Accordingly, in the summer of 1866 the two co-premiers of the Province of Canada, John A. Macdonald and George-Étienne Cartier, introduced a series of resolutions in the Legislative Assembly of the Province of Canada setting out the proposed constitutions of the two new provinces. Resolution 12 provided that the Legislative Assembly of Ontario would consist of 82 members, the same as the number of seats Ontario would have in the new federal House of Commons. The same electoral map would be used for the provincial elections to the Ontario assembly, and for the federal elections to the House of Commons. An appendix set out the proposed boundaries for the electoral districts, which became the basis for the first schedule to the act. After debate on the set of resolutions, the Assembly approved resolution 12 on August 2, 1866.

At the London Conference in December 1866, the Canadian delegates passed the London Resolutions. They adopted the same language as resolution 41 of the Quebec Resolutions, that the existing provincial legislature would provide for the structure of the two new provinces.

## SOURCE INFORMATION
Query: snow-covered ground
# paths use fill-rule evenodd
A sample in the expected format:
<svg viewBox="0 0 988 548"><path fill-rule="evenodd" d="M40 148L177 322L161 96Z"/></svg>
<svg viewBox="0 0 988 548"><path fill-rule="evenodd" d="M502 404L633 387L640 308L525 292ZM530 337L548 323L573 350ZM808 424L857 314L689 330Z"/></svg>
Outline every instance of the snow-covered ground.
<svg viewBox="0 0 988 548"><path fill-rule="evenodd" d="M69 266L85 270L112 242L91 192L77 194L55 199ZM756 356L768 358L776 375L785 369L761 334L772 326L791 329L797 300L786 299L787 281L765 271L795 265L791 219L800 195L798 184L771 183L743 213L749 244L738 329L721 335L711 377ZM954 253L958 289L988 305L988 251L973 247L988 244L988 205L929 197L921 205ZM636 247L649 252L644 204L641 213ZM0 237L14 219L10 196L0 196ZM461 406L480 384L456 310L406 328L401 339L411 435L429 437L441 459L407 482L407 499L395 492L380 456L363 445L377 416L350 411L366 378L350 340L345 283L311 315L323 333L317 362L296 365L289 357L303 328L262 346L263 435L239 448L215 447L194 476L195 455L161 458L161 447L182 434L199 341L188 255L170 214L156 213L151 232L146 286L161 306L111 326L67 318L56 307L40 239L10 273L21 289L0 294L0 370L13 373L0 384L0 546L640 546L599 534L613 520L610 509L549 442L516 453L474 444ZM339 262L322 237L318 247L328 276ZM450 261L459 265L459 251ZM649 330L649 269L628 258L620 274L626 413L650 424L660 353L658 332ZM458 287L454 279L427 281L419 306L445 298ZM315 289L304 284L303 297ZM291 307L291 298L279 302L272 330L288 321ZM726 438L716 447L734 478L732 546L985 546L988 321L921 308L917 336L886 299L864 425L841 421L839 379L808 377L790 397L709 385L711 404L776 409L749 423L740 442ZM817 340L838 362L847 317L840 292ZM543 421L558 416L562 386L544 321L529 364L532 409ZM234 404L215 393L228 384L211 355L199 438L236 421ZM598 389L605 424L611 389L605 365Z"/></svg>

## ASSIGNMENT 1
Translate into French this sentence from the passage on the 1866 resolutions: "At the London Conference in December 1866, the Canadian delegates passed the London Resolutions."
## ASSIGNMENT 2
Copy verbatim from the passage on the 1866 resolutions, starting at the words "Accordingly, in the" and ending after the words "August 2, 1866.".

## RESULT 1
Lors de la Conférence de Londres, en décembre 1866, les délégués canadiens ont adopté les Résolutions de Londres.

## RESULT 2
Accordingly, in the summer of 1866 the two co-premiers of the Province of Canada, John A. Macdonald and George-Étienne Cartier, introduced a series of resolutions in the Legislative Assembly of the Province of Canada setting out the proposed constitutions of the two new provinces. Resolution 12 provided that the Legislative Assembly of Ontario would consist of 82 members, the same as the number of seats Ontario would have in the new federal House of Commons. The same electoral map would be used for the provincial elections to the Ontario assembly, and for the federal elections to the House of Commons. An appendix set out the proposed boundaries for the electoral districts, which became the basis for the first schedule to the act. After debate on the set of resolutions, the Assembly approved resolution 12 on August 2, 1866.